- [SUPPLIED INFORMATION]:
·····
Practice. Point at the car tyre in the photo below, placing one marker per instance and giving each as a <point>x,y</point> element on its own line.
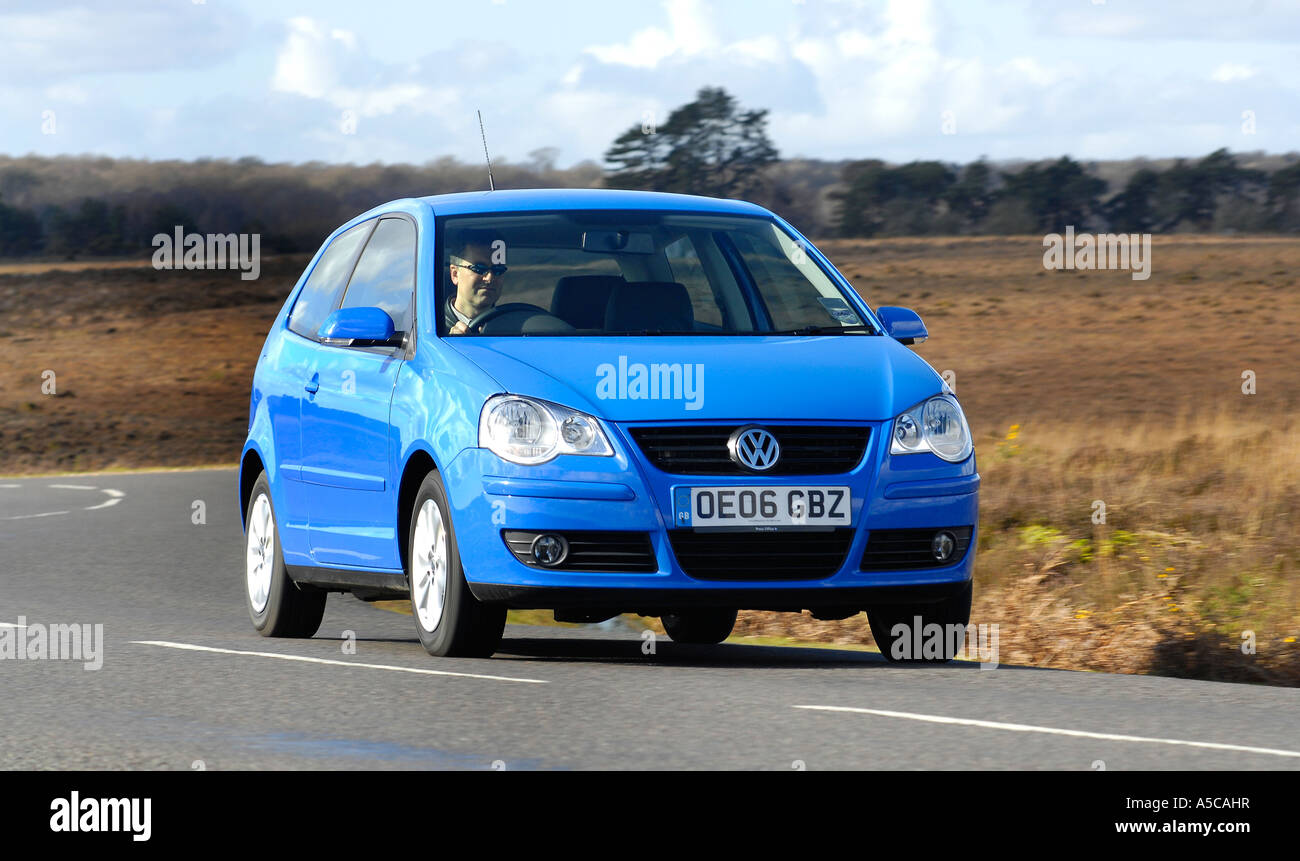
·····
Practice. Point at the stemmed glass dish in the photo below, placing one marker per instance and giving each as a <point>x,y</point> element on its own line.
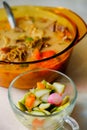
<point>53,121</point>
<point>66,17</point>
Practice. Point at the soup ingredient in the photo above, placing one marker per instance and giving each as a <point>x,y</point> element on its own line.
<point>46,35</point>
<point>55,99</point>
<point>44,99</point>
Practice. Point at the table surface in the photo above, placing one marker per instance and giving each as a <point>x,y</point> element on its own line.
·····
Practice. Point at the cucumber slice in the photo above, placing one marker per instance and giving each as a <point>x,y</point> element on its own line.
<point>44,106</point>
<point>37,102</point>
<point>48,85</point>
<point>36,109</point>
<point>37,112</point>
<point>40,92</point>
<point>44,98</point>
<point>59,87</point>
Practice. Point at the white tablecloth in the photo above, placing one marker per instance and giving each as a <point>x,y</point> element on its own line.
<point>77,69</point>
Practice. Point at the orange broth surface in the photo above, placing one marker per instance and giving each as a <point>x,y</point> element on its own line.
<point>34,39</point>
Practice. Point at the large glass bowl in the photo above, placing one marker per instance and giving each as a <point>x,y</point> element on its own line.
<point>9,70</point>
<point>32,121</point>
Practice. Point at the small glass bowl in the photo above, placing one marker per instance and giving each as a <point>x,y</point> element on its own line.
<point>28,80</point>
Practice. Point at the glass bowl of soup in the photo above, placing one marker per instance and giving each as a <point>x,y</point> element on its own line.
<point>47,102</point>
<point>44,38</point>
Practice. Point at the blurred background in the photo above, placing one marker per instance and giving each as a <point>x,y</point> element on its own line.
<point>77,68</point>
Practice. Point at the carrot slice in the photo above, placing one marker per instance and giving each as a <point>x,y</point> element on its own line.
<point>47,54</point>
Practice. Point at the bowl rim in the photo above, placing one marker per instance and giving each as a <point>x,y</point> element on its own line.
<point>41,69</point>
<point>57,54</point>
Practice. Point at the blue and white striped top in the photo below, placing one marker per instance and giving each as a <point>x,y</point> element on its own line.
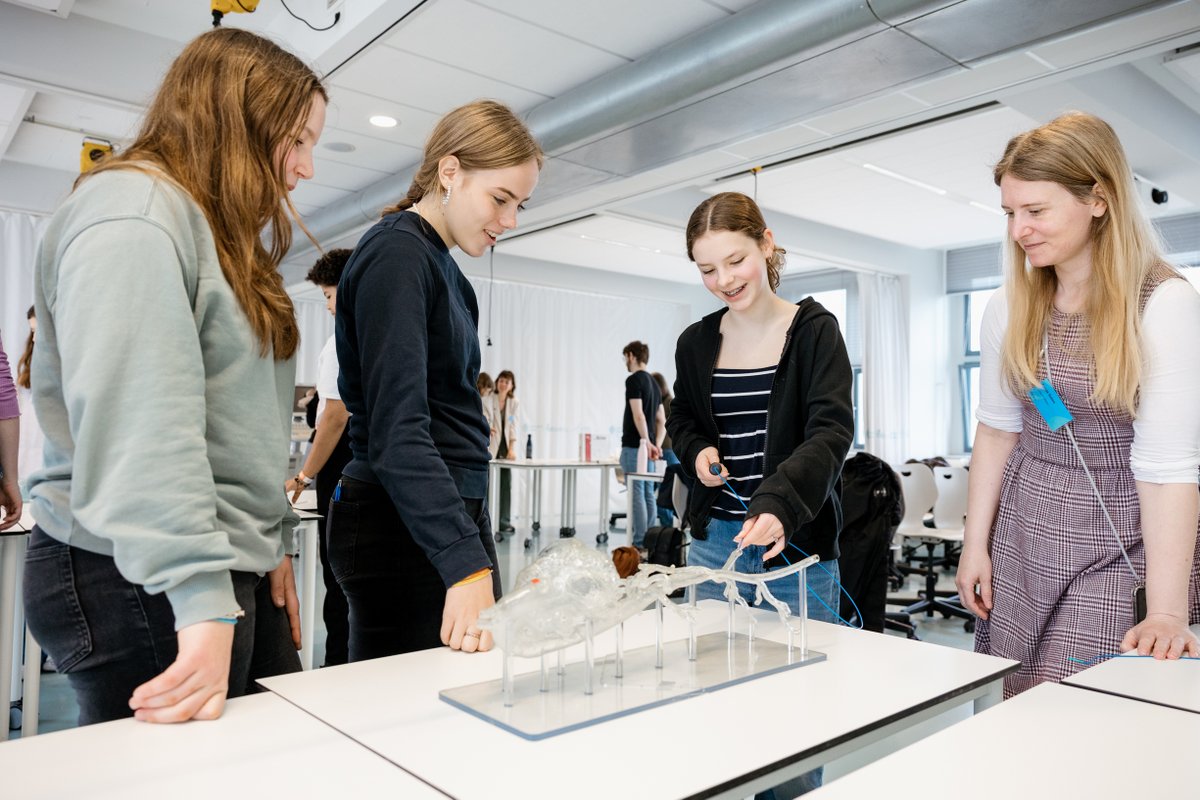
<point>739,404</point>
·····
Copy the rows from the line with "Practice. Point at the cucumber" up to and including the line with "<point>34,39</point>", replacing "tablecloth" with "table cover" and leaving everything else unchanged.

Practice. Point at the cucumber slice in the photo above, placing one marker per instance and giving each as a <point>x,y</point> element on its own line.
<point>44,106</point>
<point>37,102</point>
<point>48,85</point>
<point>36,109</point>
<point>37,112</point>
<point>40,92</point>
<point>44,98</point>
<point>59,87</point>
Practice. Point at the white table cover in the photo above, placing one marker per instance and giving each as a <point>x,y</point> element on its own line.
<point>77,69</point>
Practice. Point at the orange broth surface in the photo above, placing one marker per instance and giving each as a <point>x,y</point> element on its own line.
<point>34,39</point>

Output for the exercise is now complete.